** Reading text follows **
Improving health care delivery in the world’s poorest regions

Rahima Dosani
Rahima Dosani

May 12, 2017—Rahima Dosani, MPH ’17, has led efforts to increase patients’ access to vaccines and HIV testing in Malawi, and tuberculosis testing in Myanmar. Now about to graduate from Harvard T.H. Chan School of Public Health with a degree in global health and population, she’s hoping to ultimately open her own global health consulting firm to help improve health care delivery for the world’s poorest populations.

Dosani earned an MBA at Harvard Business School last year before entering Harvard Chan School. She sees her combination of public health skills and values and business acumen as a means to fill a need in the field. “There are a lot of companies, countries, and institutions that have found really wonderful solutions to global health challenges. I want to help them scale up their programs and implement them more efficiently,” she said. “Large-scale change on a global level is what I get really excited about.”

With her background in business, Dosani is able to draw on marketing insights in a powerful way, said her advisor Jesse Bump, lecturer on global health policy. “She’s able to think of public health solutions based on how people actually behave. That, combined with her extraordinary intellectual abilities, makes me look forward to seeing what she produces in the years to come.”

Dosani also brings an immigrant’s outsider perspective to her work, and a keen sense of the ways that people’s health is influenced by their environments. Born in Pakistan to a Kenyan father and an Indian mother, Dosani spent most of her childhood in Atlanta, Georgia. Growing up, she was one of just a few people of color in her school, and the only Muslim.

“I’ve always been so aware of how different I was from a very early age. It made me realize that everyone can feel very isolated at times, and it pushed me to want to bring people together,” she said. “I never considered a career where I wasn’t doing something to help or serve in some way, and I always had a particular interest in people whose voices are not being heard.”
** End of Reading text **
Activity —
In the profile of Rahima Dosani above, where did she spend most of her childhood?
** Data to examine follows **
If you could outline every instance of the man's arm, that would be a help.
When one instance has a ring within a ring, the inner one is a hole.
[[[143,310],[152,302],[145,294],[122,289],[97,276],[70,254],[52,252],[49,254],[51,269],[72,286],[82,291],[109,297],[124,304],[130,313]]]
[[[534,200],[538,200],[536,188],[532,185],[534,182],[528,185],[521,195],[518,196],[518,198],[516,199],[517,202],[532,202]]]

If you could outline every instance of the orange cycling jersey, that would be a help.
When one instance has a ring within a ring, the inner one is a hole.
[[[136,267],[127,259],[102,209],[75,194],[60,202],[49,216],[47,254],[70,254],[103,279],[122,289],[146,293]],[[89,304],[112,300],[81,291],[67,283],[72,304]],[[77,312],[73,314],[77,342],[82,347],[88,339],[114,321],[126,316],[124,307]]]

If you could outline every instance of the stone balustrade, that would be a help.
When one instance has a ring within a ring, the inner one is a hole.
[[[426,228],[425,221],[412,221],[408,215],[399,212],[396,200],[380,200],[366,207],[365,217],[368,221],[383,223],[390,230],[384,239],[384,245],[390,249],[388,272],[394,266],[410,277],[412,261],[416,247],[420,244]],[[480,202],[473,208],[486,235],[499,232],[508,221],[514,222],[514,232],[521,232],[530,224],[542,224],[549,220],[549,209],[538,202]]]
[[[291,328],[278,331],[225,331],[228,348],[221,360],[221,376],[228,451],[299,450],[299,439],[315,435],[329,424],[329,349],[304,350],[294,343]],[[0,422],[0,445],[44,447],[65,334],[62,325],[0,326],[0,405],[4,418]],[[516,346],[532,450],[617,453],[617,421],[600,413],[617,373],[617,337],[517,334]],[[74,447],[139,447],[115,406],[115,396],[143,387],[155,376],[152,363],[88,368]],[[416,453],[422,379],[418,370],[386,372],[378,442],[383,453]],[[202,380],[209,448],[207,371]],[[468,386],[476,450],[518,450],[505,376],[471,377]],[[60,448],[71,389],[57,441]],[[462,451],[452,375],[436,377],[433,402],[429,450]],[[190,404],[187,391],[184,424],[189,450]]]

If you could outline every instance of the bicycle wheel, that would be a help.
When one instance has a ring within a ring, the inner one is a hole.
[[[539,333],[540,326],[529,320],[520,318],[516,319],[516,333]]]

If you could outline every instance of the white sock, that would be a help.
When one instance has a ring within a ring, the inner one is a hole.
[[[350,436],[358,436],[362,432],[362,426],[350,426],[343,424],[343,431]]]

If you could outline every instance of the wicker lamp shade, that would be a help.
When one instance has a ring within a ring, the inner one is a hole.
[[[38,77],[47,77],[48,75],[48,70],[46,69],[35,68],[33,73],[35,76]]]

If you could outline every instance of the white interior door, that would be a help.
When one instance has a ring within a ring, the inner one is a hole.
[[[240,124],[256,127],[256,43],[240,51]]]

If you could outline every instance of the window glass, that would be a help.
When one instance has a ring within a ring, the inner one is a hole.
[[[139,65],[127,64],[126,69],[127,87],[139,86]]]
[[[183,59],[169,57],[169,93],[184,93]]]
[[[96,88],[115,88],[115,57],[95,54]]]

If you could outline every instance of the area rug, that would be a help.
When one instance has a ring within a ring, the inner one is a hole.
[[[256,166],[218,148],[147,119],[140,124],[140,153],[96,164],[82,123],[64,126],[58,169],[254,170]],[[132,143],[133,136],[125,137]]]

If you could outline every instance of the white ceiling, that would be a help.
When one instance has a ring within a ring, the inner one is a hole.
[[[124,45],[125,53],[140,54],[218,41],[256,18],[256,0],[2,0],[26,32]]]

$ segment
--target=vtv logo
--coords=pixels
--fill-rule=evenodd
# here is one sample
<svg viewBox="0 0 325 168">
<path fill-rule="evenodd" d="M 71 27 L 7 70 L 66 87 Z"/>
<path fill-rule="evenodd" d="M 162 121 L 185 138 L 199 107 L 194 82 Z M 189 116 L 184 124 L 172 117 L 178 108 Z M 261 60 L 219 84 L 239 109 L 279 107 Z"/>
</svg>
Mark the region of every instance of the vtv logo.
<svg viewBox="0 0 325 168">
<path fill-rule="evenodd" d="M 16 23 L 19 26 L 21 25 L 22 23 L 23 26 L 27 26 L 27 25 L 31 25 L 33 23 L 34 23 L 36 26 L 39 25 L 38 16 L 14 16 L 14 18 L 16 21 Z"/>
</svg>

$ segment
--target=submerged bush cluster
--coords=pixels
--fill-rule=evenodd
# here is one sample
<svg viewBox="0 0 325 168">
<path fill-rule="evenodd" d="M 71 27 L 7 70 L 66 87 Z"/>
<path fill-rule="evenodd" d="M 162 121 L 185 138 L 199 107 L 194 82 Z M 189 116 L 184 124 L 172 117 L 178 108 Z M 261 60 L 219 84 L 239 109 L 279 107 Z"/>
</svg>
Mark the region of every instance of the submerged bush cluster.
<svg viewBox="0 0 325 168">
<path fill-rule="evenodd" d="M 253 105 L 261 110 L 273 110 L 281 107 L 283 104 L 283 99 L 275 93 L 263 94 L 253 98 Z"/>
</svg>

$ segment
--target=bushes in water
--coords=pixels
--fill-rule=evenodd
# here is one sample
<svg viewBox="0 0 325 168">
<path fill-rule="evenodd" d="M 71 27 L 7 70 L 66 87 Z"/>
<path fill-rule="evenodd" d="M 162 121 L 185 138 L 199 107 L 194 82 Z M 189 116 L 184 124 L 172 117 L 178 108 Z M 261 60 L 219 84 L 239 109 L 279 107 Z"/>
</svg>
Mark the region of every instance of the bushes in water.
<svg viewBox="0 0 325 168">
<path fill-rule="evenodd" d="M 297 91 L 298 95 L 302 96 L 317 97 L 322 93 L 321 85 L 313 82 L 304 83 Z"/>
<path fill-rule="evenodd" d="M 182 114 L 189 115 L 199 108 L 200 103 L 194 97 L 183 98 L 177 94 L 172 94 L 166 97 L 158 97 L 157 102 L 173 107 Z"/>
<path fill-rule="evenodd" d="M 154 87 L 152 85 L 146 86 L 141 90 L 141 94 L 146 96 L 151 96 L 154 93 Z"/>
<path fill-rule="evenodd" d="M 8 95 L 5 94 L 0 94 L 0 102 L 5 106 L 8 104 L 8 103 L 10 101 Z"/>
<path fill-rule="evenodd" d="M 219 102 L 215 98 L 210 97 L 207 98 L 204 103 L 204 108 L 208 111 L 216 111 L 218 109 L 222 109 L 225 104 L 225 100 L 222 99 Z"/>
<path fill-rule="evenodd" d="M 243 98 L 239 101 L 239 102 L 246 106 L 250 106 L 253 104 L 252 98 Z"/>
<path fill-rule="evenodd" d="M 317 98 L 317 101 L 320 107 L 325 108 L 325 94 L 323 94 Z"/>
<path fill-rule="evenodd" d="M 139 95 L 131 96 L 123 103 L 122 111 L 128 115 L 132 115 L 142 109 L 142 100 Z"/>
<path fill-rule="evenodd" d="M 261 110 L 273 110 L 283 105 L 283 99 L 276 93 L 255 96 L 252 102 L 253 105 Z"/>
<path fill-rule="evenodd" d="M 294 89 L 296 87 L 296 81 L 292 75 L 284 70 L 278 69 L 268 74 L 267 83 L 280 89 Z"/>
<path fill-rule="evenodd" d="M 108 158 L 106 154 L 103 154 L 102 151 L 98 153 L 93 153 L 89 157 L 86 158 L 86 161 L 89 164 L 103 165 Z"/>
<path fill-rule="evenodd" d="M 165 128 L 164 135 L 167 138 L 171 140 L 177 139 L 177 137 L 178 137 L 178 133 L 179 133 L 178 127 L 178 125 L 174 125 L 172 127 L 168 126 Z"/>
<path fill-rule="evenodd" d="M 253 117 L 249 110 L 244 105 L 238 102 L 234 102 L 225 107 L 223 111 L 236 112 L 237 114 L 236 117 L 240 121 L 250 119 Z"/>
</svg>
** End of Data to examine **
Expected answer —
Atlanta, Georgia